Stated goal:
Count the lines in the entries that contain the string "white", and give only that number.

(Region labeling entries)
## BEGIN
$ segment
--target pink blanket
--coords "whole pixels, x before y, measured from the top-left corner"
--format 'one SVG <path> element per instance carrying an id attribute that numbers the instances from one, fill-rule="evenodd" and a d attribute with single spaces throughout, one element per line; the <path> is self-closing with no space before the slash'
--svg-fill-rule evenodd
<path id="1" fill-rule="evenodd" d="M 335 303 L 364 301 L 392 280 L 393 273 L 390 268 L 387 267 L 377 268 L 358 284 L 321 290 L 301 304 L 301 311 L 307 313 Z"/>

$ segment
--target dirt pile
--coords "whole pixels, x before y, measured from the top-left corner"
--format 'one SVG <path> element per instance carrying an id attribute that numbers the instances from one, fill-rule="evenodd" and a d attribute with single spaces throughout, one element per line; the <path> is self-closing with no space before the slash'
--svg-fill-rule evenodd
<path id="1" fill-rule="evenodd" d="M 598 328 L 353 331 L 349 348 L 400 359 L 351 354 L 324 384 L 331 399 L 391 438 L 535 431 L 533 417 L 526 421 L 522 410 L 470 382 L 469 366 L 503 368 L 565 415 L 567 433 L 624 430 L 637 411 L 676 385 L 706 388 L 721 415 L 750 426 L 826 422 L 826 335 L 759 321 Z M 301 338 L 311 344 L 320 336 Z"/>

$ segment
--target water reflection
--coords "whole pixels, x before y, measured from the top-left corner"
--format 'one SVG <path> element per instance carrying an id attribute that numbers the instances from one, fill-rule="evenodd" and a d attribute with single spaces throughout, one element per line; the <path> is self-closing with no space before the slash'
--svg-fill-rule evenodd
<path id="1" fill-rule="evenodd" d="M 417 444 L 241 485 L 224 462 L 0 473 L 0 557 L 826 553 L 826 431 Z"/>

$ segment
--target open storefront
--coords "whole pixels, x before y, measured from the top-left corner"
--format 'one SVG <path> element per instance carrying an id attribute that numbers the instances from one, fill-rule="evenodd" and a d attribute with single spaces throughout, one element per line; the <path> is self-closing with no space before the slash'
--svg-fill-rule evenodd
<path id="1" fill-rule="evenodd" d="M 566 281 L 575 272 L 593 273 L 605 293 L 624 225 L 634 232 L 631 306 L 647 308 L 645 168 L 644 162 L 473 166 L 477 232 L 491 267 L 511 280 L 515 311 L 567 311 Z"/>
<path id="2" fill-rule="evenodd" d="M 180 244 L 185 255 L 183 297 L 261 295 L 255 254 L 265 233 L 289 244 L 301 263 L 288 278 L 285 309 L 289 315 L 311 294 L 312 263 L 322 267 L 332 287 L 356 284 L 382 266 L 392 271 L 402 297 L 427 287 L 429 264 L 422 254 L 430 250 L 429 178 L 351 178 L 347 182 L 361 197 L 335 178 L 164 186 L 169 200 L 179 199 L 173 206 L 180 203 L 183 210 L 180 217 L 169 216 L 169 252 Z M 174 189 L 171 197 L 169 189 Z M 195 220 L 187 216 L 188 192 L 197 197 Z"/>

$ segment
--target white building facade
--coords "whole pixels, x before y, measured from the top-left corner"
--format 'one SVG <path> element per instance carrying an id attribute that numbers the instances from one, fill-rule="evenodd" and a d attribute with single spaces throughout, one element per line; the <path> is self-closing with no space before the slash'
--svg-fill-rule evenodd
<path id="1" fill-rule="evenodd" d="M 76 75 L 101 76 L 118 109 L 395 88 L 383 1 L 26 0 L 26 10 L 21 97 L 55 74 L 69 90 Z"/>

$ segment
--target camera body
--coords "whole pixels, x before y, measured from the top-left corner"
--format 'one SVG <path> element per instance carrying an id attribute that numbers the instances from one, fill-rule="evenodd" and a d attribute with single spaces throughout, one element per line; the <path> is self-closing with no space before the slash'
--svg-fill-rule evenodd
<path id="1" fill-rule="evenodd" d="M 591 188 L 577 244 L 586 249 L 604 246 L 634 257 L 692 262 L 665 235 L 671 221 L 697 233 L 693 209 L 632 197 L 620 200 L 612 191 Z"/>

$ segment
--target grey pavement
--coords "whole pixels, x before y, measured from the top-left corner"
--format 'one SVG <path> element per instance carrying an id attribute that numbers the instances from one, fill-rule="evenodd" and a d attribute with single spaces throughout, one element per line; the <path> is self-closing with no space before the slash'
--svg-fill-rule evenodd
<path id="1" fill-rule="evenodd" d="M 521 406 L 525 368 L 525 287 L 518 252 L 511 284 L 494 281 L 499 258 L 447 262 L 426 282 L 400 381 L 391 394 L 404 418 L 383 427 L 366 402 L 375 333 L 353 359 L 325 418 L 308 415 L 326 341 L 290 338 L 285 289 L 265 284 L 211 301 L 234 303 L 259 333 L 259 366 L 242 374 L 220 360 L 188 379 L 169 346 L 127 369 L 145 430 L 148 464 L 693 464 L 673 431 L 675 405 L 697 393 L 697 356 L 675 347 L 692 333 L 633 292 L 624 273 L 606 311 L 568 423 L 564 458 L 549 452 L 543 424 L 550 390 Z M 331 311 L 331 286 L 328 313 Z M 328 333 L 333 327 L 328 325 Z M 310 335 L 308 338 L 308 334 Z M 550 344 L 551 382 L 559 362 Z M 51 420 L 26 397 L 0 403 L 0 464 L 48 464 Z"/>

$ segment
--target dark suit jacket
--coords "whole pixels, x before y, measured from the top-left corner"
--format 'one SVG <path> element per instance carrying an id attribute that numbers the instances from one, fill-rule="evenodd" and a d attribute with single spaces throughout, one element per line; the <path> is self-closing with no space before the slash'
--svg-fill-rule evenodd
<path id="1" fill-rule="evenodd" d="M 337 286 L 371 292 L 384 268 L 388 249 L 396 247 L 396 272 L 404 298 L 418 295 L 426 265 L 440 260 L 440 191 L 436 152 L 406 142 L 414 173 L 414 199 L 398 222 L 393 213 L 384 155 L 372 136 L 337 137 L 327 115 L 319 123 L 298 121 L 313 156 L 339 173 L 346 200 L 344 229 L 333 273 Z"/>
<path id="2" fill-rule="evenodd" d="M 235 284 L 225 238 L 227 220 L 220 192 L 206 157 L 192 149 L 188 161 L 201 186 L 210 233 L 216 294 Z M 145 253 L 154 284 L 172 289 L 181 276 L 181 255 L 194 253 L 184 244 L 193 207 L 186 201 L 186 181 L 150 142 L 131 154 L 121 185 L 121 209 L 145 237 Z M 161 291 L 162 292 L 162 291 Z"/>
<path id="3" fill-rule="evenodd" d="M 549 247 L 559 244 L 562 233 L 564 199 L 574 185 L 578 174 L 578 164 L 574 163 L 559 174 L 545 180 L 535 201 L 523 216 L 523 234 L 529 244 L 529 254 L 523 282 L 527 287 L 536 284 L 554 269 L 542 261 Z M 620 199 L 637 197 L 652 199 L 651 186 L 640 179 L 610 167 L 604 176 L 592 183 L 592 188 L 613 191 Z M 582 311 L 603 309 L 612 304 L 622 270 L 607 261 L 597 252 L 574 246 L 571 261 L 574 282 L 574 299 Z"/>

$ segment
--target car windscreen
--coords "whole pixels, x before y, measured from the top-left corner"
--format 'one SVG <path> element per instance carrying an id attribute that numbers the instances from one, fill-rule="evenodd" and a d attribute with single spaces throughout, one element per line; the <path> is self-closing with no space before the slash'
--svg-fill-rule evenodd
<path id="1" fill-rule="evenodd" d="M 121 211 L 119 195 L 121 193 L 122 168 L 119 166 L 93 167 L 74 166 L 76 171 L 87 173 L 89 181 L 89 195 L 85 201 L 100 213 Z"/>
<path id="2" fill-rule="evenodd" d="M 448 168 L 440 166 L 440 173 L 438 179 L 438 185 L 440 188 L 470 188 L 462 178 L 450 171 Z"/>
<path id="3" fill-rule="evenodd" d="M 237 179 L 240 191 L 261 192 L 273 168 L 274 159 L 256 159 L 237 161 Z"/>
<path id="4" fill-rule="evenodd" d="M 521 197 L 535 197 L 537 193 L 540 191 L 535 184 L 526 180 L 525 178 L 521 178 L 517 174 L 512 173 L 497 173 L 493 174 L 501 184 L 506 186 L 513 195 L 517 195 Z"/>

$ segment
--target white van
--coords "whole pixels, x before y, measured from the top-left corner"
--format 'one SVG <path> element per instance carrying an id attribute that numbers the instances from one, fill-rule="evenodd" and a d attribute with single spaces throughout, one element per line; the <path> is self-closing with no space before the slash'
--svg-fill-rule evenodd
## END
Full solution:
2